Collected data
━━━━━━━━━━

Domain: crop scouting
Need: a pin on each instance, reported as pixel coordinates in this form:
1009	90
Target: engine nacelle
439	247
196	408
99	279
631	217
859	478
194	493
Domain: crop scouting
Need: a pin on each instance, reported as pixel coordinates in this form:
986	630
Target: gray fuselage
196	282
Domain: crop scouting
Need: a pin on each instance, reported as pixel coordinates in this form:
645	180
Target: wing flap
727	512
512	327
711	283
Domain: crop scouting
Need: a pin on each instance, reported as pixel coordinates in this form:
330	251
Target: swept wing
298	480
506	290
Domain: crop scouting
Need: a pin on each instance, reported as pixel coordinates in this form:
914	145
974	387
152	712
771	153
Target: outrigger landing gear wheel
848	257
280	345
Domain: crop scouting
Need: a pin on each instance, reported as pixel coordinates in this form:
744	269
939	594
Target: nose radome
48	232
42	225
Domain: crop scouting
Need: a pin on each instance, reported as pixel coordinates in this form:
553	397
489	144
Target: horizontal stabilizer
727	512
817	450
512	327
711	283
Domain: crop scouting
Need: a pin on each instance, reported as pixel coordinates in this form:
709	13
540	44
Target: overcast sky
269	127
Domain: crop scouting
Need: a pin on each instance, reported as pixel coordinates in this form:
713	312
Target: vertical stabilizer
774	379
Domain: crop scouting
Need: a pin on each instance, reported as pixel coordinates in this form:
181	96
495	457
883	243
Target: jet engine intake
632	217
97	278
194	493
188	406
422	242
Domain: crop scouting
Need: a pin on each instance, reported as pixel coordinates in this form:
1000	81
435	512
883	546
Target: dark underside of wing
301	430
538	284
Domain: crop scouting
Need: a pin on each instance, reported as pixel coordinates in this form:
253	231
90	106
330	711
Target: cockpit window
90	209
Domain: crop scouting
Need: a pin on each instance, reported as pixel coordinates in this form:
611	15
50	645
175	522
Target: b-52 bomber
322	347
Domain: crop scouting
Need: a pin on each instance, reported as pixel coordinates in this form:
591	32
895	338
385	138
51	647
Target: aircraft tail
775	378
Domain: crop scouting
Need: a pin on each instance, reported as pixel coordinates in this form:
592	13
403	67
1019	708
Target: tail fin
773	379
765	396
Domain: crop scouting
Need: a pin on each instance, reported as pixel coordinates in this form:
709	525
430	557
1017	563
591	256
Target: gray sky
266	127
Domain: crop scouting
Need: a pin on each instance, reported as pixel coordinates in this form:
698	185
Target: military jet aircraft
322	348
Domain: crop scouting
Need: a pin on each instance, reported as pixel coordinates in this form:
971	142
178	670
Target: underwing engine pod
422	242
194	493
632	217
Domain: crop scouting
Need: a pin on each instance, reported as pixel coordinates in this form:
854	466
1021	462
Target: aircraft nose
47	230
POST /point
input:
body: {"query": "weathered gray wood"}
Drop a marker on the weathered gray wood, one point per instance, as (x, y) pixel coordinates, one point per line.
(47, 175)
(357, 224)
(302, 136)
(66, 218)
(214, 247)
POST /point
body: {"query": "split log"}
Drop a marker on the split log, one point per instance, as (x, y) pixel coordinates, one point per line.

━━━━━━━━━━

What is asked: Report every line in the collected data that contains the string "gray". Treat uppercase and lowercase as different.

Output of the exercise:
Target: gray fuselage
Target: gray sky
body: {"query": "weathered gray wood"}
Drop a marker on the weathered gray wood, one point per instance, as (x, y) pixel coordinates, one point per line.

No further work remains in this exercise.